Copy out the rows below word for word, starting at the line that contains "the tinted window." and ending at the line that contains "(35, 114), (63, 155)", with both of those lines included.
──────────
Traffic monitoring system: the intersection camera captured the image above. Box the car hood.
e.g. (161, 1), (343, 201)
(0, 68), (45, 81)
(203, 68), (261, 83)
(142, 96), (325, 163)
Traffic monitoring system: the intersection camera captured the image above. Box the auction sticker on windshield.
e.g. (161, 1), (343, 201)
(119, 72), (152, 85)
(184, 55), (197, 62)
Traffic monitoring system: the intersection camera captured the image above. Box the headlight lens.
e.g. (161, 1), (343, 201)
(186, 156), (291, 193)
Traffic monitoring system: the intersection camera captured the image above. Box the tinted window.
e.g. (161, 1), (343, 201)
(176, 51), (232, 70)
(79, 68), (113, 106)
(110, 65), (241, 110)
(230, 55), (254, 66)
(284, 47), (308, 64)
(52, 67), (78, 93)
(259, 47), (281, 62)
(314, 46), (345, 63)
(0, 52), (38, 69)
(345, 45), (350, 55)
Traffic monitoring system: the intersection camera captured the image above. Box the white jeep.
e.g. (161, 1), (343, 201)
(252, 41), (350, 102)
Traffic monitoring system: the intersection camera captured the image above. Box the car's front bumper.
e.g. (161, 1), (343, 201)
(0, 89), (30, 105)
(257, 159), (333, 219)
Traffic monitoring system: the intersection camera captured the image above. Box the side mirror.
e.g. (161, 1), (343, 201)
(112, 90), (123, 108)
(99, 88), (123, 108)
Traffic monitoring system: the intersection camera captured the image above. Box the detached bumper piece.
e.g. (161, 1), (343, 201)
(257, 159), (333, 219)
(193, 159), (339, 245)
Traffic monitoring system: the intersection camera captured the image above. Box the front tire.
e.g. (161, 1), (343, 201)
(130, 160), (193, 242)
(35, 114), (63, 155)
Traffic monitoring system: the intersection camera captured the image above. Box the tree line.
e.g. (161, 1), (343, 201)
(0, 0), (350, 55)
──────────
» **Solution below**
Traffic monitoring system: the intersection camera captured the image above. Box the tinted window.
e.g. (161, 1), (343, 201)
(176, 51), (232, 70)
(79, 68), (113, 106)
(110, 65), (241, 110)
(230, 55), (254, 66)
(284, 47), (308, 64)
(52, 67), (78, 93)
(259, 47), (281, 62)
(314, 46), (345, 63)
(0, 52), (38, 69)
(345, 45), (350, 55)
Traffic monitoring system: the intersection camera captured the image above. Box the white jeep.
e.g. (161, 1), (343, 201)
(252, 41), (350, 102)
Traffic monitoring system: the intersection camera captured the image above. Box the car's front bumper.
e.g. (161, 1), (343, 201)
(0, 89), (30, 105)
(257, 159), (333, 219)
Traffic monitoring system: the intersection camera captured the image above. Box the side mirror.
e.g. (161, 1), (343, 201)
(112, 90), (123, 108)
(99, 88), (123, 108)
Traffic monitoring system: the intersection camera captured the image above. Box the detached bumper piece.
e.g. (161, 1), (343, 201)
(257, 159), (333, 219)
(193, 159), (339, 245)
Traffic monitoring system: the intersection camera captured the image above. Box the front tire.
e.g. (161, 1), (343, 201)
(130, 160), (193, 242)
(35, 114), (63, 155)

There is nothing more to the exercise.